TEXT PROVIDED:
::::::::
Why we stopped trusting elites

Why we stopped trusting elites
The credibility of establishment figures has been demolished by technological change and political upheavals. But it’s too late to turn back the clock.
By William Davies
Nov 29 2018
https://www.theguardian.com/news/2018/nov/29/why-we-stopped-trusting-elites-the-new-populism

For hundreds of years, modern societies have depended on something that is so ubiquitous, so ordinary, that we scarcely ever stop to notice it: trust. The fact that millions of people are able to believe the same things about reality is a remarkable achievement, but one that is more fragile than is often recognised.

At times when public institutions – including the media, government departments and professions – command widespread trust, we rarely question how they achieve this. And yet at the heart of successful liberal democracies lies a remarkable collective leap of faith: that when public officials, reporters, experts and politicians share a piece of information, they are presumed to be doing so in an honest fashion.

The notion that public figures and professionals are basically trustworthy has been integral to the health of representative democracies. After all, the very core of liberal democracy is the idea that a small group of people – politicians – can represent millions of others. If this system is to work, there must be a basic modicum of trust that the small group will act on behalf of the much larger one, at least some of the time. As the past decade has made clear, nothing turns voters against liberalism more rapidly than the appearance of corruption: the suspicion, valid or otherwise, that politicians are exploiting their power for their own private interest.
::::::::
(Referring expression pointing data)
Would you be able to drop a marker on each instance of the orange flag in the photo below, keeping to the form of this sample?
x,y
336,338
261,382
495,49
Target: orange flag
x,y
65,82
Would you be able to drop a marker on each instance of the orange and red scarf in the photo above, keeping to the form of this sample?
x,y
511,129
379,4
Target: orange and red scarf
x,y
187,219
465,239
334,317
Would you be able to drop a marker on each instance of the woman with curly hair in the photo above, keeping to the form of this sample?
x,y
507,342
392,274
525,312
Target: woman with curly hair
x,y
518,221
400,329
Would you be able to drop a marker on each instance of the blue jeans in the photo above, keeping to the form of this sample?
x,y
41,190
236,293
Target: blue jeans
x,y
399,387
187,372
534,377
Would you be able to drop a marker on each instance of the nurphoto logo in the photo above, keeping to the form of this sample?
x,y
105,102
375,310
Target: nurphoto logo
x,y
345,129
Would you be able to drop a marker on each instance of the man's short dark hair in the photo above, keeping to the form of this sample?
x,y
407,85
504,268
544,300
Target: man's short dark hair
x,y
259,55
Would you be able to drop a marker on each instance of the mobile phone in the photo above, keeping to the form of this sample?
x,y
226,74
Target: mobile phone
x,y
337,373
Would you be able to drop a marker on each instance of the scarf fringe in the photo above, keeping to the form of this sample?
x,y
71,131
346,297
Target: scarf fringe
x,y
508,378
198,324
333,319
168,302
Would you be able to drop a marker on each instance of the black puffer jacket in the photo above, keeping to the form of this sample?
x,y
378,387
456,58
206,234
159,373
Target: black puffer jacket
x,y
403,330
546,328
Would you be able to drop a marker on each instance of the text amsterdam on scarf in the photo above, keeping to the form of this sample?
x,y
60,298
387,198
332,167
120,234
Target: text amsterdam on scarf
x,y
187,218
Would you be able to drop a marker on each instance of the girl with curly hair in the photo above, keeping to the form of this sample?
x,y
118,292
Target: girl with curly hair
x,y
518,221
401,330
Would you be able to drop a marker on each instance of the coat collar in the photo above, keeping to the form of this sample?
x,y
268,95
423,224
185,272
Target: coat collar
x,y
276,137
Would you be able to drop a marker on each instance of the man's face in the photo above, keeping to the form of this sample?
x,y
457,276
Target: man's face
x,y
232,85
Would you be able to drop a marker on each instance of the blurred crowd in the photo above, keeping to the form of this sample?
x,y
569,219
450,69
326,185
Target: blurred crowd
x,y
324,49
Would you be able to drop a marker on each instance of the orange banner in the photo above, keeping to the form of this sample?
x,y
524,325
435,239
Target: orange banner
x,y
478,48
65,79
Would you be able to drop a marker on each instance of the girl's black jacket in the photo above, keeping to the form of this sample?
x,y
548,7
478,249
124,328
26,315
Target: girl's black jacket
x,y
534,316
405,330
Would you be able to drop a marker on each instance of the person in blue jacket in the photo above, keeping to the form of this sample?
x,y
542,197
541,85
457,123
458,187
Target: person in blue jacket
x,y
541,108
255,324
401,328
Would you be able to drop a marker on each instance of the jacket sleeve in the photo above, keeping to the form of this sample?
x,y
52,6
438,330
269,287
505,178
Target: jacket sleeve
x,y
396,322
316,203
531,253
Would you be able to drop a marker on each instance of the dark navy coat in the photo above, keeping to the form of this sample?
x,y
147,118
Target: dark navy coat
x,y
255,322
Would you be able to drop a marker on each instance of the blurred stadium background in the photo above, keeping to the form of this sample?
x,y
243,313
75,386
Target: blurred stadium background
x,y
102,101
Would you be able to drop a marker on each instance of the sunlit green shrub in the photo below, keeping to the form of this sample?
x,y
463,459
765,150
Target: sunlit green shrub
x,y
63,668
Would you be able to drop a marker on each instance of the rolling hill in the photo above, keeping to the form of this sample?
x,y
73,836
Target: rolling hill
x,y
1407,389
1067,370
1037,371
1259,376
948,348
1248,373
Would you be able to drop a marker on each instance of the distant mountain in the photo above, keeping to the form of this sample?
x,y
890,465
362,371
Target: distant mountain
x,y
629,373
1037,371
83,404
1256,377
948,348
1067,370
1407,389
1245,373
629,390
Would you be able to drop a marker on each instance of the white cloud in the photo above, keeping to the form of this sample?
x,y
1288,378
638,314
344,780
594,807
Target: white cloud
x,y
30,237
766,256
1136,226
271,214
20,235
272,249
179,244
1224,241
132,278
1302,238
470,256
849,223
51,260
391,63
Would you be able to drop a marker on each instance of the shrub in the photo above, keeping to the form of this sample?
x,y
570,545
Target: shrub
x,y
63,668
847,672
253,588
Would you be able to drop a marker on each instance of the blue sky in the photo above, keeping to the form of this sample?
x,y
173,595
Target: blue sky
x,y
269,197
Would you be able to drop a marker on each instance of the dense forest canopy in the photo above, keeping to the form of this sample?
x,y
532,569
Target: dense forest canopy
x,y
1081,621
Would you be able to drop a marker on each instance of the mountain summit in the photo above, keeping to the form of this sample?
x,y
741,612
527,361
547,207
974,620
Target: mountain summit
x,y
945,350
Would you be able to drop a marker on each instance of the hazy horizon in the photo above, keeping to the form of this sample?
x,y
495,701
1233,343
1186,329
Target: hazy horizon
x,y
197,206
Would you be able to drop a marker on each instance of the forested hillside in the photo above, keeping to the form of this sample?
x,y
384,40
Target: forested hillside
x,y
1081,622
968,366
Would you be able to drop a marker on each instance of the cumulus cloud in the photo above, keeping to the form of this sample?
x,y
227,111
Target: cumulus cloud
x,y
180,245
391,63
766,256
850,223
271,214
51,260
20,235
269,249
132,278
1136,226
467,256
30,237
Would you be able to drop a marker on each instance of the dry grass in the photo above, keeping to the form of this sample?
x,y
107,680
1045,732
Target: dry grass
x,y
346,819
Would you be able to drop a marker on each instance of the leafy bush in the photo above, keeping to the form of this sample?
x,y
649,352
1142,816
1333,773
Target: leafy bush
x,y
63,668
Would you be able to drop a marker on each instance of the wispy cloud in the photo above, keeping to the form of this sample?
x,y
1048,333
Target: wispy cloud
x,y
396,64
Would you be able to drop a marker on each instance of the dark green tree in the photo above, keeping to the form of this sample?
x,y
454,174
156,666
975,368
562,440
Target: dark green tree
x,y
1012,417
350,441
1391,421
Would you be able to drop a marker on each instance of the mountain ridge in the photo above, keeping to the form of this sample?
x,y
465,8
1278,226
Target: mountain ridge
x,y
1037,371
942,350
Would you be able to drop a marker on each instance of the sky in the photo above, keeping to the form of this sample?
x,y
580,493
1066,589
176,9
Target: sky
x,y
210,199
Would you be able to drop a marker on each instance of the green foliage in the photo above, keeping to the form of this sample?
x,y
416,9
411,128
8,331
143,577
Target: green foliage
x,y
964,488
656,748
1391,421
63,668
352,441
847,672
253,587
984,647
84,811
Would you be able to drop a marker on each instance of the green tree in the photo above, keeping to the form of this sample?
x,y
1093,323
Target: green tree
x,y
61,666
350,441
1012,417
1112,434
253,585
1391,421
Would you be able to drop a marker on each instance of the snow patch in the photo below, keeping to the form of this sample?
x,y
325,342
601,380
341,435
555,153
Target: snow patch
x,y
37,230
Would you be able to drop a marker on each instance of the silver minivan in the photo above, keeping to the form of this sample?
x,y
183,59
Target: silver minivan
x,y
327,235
::::::::
YOUR TASKS:
(1) Write out the passage of the article on trust in elites that begins at the words "The notion that" and stops after "own private interest.".
(2) In the article on trust in elites, what has been integral to the health of representative democracies?
(3) Carry on the article on trust in elites from the point where it stops.
The lines play no part in this.

ANSWERS FOR EACH ITEM:
(1)
The notion that public figures and professionals are basically trustworthy has been integral to the health of representative democracies. After all, the very core of liberal democracy is the idea that a small group of people – politicians – can represent millions of others. If this system is to work, there must be a basic modicum of trust that the small group will act on behalf of the much larger one, at least some of the time. As the past decade has made clear, nothing turns voters against liberalism more rapidly than the appearance of corruption: the suspicion, valid or otherwise, that politicians are exploiting their power for their own private interest.

(2) The notion that public figures and professionals are basically trustworthy.

(3)
This isn’t just about politics. In fact, much of what we believe to be true about the world is actually taken on trust, via newspapers, experts, officials and broadcasters. While each of us sometimes witnesses events with our own eyes, there are plenty of apparently reasonable truths that we all accept without seeing. In order to believe that the economy has grown by 1%, or to find out about latest medical advances, we take various things on trust; we don’t automatically doubt the moral character of the researchers or reporters involved.

Much of the time, the edifice that we refer to as “truth” is really an investment of trust. Consider how we come to know the facts about climate change: scientists carefully collect and analyse data, before drafting a paper for anonymous review by other scientists, who assume that the data is authentic. If published, the findings are shared with journalists in press releases, drafted by university press offices. We expect that these findings are then reported honestly and without distortion by broadcasters and newspapers. Civil servants draft ministerial speeches that respond to these facts, including details on what the government has achieved to date.

A modern liberal society is a complex web of trust relations, held together by reports, accounts, records and testimonies. Such systems have always faced political risks and threats. The template of modern expertise can be traced back to the second half of the 17th century, when scientists and merchants first established techniques for recording and sharing facts and figures. These were soon adopted by governments, for purposes of tax collection and rudimentary public finance. But from the start, strict codes of conduct had to be established to ensure that officials and experts were not seeking personal gain or glory (for instance through exaggerating their scientific discoveries), and were bound by strict norms of honesty.

But regardless of how honest parties may be in their dealings with one another, the cultural homogeneity and social intimacy of these gentlemanly networks and clubs has always been grounds for suspicion. Right back to the mid-17th century, the bodies tasked with handling public knowledge have always privileged white male graduates, living in global cities and university towns. This does not discredit the knowledge they produce – but where things get trickier is when that homogeneity starts to appear to be a political identity, with a shared set of political goals. This is what is implied by the concept of “elites”: that purportedly separate domains of power – media, business, politics, law, academia – are acting in unison.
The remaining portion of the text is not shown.